Start of Input material
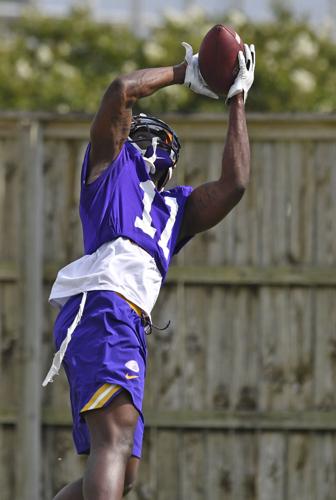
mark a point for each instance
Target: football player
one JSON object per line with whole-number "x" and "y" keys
{"x": 132, "y": 227}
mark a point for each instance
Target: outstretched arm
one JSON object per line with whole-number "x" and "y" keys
{"x": 111, "y": 124}
{"x": 210, "y": 203}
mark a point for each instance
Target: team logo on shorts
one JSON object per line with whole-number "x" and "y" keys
{"x": 133, "y": 366}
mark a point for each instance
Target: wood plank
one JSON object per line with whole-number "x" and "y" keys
{"x": 325, "y": 349}
{"x": 219, "y": 348}
{"x": 306, "y": 276}
{"x": 324, "y": 466}
{"x": 220, "y": 466}
{"x": 245, "y": 355}
{"x": 164, "y": 380}
{"x": 168, "y": 472}
{"x": 31, "y": 242}
{"x": 300, "y": 467}
{"x": 195, "y": 341}
{"x": 319, "y": 421}
{"x": 301, "y": 205}
{"x": 271, "y": 481}
{"x": 193, "y": 462}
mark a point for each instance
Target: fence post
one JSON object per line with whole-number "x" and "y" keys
{"x": 29, "y": 421}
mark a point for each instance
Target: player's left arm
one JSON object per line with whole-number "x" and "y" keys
{"x": 209, "y": 203}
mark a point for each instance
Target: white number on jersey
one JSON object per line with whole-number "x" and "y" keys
{"x": 145, "y": 222}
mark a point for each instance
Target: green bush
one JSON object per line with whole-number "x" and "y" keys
{"x": 65, "y": 64}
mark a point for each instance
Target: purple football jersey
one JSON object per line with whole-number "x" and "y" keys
{"x": 123, "y": 201}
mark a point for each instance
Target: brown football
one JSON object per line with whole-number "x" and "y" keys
{"x": 218, "y": 58}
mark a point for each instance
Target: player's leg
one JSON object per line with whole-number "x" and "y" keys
{"x": 74, "y": 490}
{"x": 111, "y": 435}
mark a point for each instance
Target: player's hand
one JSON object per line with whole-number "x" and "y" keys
{"x": 245, "y": 77}
{"x": 193, "y": 78}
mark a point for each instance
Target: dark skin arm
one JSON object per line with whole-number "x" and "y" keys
{"x": 209, "y": 203}
{"x": 111, "y": 125}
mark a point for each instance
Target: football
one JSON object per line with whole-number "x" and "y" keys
{"x": 218, "y": 58}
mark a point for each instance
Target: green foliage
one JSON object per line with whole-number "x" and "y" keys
{"x": 65, "y": 64}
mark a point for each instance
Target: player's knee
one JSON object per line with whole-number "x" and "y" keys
{"x": 127, "y": 488}
{"x": 131, "y": 474}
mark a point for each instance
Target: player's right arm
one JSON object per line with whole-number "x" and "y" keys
{"x": 111, "y": 124}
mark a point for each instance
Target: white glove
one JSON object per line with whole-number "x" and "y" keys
{"x": 193, "y": 78}
{"x": 245, "y": 76}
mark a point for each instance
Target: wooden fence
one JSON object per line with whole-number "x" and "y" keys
{"x": 241, "y": 400}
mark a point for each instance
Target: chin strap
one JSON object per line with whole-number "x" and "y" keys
{"x": 150, "y": 161}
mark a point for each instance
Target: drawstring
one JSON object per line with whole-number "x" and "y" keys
{"x": 58, "y": 357}
{"x": 148, "y": 325}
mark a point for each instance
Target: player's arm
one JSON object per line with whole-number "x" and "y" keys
{"x": 111, "y": 124}
{"x": 209, "y": 203}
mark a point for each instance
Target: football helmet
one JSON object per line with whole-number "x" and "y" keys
{"x": 161, "y": 154}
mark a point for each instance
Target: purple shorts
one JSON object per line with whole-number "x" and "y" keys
{"x": 106, "y": 354}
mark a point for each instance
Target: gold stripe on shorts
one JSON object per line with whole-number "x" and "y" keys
{"x": 101, "y": 396}
{"x": 133, "y": 306}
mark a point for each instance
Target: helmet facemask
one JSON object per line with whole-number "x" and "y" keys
{"x": 160, "y": 149}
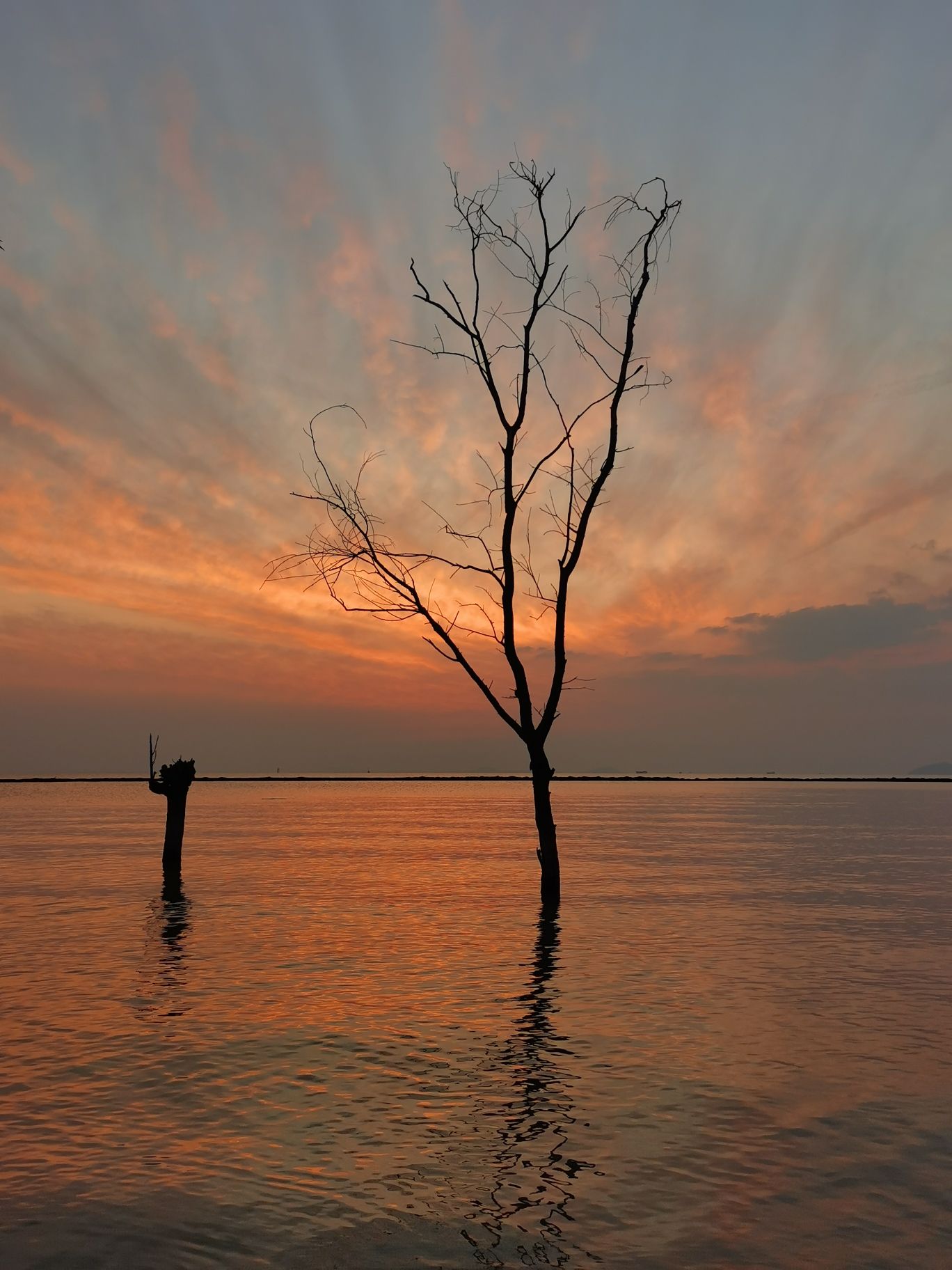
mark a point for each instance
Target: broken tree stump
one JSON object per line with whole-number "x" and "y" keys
{"x": 173, "y": 783}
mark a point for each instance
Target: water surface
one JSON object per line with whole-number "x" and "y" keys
{"x": 353, "y": 1039}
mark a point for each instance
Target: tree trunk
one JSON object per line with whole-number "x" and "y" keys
{"x": 548, "y": 851}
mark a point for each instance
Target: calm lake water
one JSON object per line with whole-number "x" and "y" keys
{"x": 354, "y": 1040}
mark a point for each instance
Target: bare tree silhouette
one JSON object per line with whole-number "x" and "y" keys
{"x": 508, "y": 579}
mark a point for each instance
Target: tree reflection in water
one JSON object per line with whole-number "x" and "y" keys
{"x": 533, "y": 1174}
{"x": 163, "y": 974}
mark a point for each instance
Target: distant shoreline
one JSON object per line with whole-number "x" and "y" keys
{"x": 372, "y": 780}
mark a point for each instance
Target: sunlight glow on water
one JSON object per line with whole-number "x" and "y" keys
{"x": 354, "y": 1040}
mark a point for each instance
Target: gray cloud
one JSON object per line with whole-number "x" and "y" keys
{"x": 838, "y": 630}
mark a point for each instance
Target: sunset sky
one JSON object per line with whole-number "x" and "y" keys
{"x": 207, "y": 215}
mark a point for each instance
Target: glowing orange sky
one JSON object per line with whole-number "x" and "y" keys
{"x": 206, "y": 239}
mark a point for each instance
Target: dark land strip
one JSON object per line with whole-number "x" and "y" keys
{"x": 370, "y": 779}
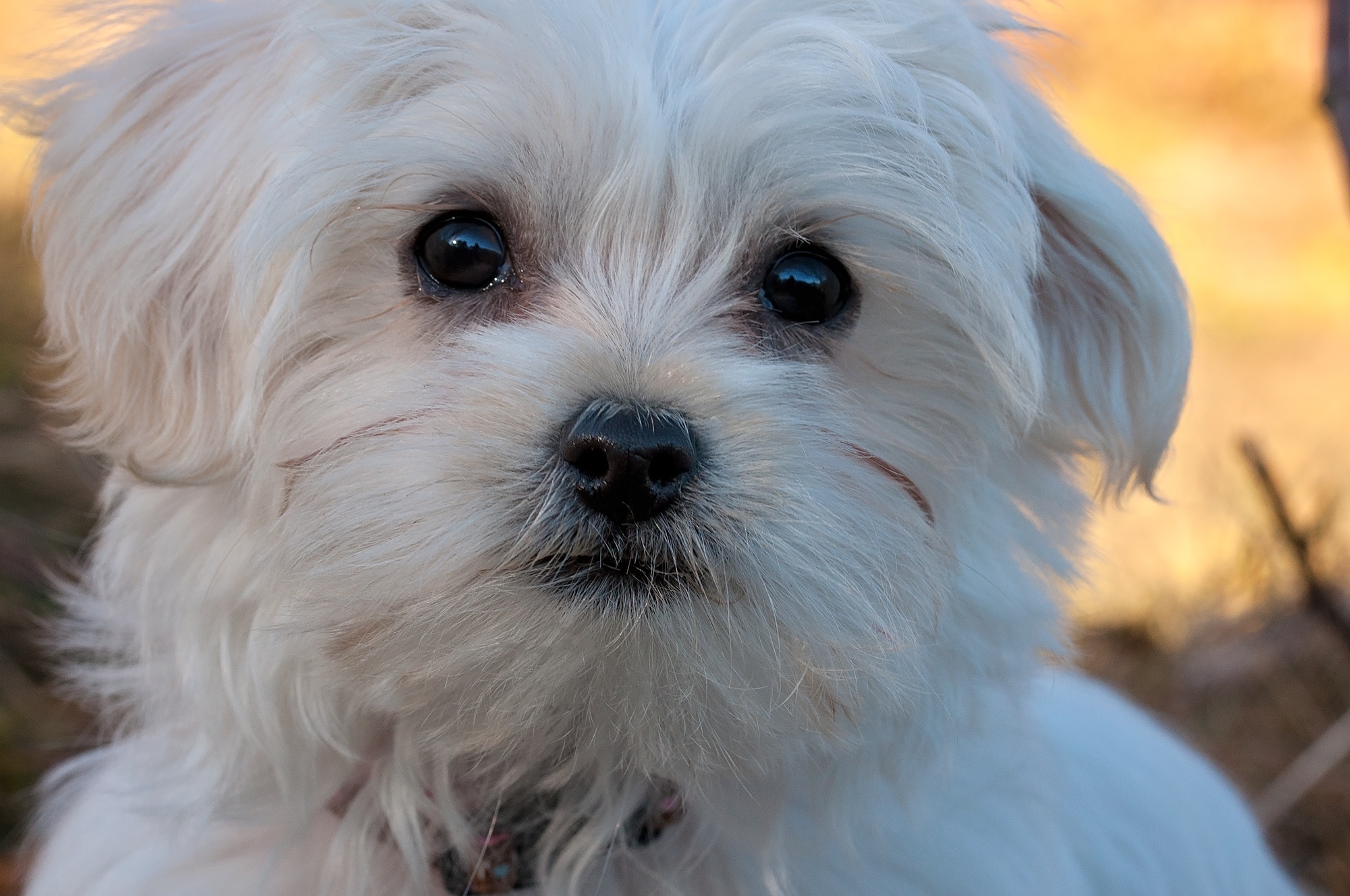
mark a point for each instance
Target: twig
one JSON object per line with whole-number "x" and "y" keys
{"x": 1320, "y": 596}
{"x": 1336, "y": 96}
{"x": 1305, "y": 773}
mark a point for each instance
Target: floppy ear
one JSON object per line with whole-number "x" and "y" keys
{"x": 153, "y": 156}
{"x": 1112, "y": 312}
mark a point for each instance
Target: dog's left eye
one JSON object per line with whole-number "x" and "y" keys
{"x": 462, "y": 250}
{"x": 807, "y": 287}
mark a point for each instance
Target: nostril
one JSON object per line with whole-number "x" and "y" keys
{"x": 630, "y": 464}
{"x": 669, "y": 465}
{"x": 592, "y": 462}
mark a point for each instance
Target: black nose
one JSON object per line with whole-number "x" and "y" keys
{"x": 632, "y": 462}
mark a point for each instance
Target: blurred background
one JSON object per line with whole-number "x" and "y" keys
{"x": 1195, "y": 605}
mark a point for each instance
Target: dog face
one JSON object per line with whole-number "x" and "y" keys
{"x": 680, "y": 387}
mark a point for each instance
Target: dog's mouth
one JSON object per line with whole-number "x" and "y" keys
{"x": 619, "y": 581}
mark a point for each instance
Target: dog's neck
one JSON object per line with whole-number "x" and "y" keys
{"x": 503, "y": 856}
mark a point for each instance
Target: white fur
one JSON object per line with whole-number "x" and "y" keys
{"x": 327, "y": 491}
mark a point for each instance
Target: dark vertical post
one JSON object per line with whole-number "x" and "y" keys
{"x": 1336, "y": 98}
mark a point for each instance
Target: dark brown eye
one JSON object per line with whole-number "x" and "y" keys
{"x": 462, "y": 250}
{"x": 807, "y": 287}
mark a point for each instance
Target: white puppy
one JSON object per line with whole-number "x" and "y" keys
{"x": 601, "y": 447}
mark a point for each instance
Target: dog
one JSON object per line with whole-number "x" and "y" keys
{"x": 601, "y": 447}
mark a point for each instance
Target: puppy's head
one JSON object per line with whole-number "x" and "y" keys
{"x": 680, "y": 384}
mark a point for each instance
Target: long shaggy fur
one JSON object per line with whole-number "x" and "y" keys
{"x": 335, "y": 505}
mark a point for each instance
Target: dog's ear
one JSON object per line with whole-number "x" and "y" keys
{"x": 1112, "y": 311}
{"x": 152, "y": 159}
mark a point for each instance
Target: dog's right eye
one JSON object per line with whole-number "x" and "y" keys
{"x": 464, "y": 252}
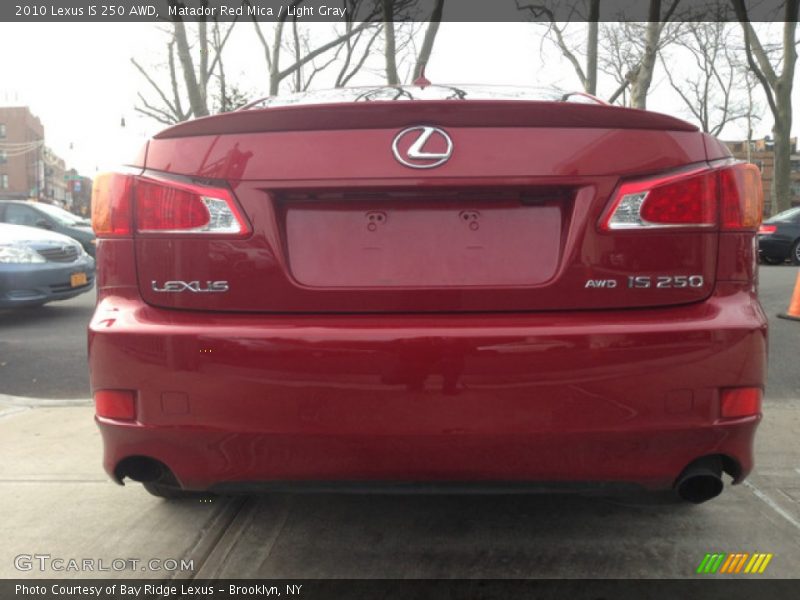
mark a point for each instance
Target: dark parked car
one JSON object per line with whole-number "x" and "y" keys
{"x": 428, "y": 287}
{"x": 38, "y": 266}
{"x": 779, "y": 238}
{"x": 48, "y": 216}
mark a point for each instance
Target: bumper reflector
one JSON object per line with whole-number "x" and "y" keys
{"x": 740, "y": 402}
{"x": 115, "y": 404}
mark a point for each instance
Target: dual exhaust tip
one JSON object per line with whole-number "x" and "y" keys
{"x": 700, "y": 481}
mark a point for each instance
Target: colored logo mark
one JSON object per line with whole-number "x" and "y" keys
{"x": 735, "y": 563}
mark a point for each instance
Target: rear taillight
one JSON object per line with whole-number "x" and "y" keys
{"x": 729, "y": 196}
{"x": 126, "y": 204}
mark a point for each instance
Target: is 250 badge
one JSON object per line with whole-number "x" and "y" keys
{"x": 648, "y": 281}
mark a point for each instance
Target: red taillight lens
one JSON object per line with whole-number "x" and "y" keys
{"x": 111, "y": 204}
{"x": 740, "y": 402}
{"x": 115, "y": 404}
{"x": 742, "y": 197}
{"x": 730, "y": 196}
{"x": 176, "y": 207}
{"x": 163, "y": 206}
{"x": 687, "y": 199}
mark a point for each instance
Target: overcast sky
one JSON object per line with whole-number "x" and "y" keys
{"x": 78, "y": 79}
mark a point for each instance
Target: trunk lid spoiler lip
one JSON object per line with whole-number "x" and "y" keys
{"x": 380, "y": 114}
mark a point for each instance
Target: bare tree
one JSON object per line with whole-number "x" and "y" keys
{"x": 776, "y": 76}
{"x": 192, "y": 64}
{"x": 396, "y": 50}
{"x": 588, "y": 10}
{"x": 272, "y": 47}
{"x": 632, "y": 49}
{"x": 710, "y": 89}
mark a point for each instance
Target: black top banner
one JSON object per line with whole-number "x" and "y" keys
{"x": 407, "y": 589}
{"x": 106, "y": 11}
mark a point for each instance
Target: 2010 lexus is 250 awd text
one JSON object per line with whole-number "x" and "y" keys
{"x": 429, "y": 287}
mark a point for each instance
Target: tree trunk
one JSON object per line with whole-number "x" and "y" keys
{"x": 196, "y": 101}
{"x": 392, "y": 78}
{"x": 591, "y": 47}
{"x": 430, "y": 37}
{"x": 782, "y": 174}
{"x": 644, "y": 75}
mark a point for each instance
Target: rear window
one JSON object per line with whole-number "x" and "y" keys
{"x": 788, "y": 216}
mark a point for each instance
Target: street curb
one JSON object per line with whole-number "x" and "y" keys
{"x": 26, "y": 402}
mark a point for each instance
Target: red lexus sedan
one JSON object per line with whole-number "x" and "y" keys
{"x": 429, "y": 287}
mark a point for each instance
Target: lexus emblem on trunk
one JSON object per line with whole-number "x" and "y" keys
{"x": 422, "y": 147}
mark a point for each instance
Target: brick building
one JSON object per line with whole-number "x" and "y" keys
{"x": 21, "y": 153}
{"x": 79, "y": 193}
{"x": 54, "y": 189}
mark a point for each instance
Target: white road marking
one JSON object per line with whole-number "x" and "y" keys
{"x": 772, "y": 504}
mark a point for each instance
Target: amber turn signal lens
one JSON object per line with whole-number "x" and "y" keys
{"x": 111, "y": 204}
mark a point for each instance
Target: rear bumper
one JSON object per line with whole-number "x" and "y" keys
{"x": 597, "y": 396}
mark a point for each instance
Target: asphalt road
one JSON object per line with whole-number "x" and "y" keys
{"x": 43, "y": 350}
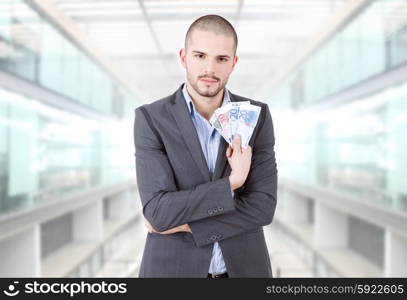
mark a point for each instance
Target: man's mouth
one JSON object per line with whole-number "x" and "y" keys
{"x": 208, "y": 80}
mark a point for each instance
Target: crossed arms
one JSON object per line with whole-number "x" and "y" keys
{"x": 209, "y": 211}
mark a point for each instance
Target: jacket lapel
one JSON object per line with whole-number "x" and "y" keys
{"x": 221, "y": 159}
{"x": 184, "y": 122}
{"x": 185, "y": 125}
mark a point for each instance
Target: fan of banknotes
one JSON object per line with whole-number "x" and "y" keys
{"x": 236, "y": 118}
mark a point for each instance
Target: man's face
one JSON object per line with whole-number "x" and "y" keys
{"x": 208, "y": 61}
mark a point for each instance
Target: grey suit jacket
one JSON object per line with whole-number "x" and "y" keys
{"x": 176, "y": 188}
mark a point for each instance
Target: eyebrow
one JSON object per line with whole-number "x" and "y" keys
{"x": 200, "y": 52}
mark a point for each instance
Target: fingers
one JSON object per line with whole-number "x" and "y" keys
{"x": 228, "y": 151}
{"x": 236, "y": 143}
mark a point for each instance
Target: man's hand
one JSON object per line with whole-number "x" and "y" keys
{"x": 240, "y": 160}
{"x": 184, "y": 228}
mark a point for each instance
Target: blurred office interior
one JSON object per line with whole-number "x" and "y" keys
{"x": 333, "y": 72}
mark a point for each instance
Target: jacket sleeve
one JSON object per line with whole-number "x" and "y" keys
{"x": 164, "y": 206}
{"x": 256, "y": 202}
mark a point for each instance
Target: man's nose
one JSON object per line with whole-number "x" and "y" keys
{"x": 210, "y": 67}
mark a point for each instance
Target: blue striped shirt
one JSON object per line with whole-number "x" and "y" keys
{"x": 209, "y": 139}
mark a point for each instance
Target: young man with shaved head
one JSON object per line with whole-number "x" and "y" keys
{"x": 204, "y": 201}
End of Input material
Find the string "lexus" in the listing and return every line that holds it.

Target: 2010 lexus is 250 awd text
Target: red lexus sedan
Target: lexus emblem on trunk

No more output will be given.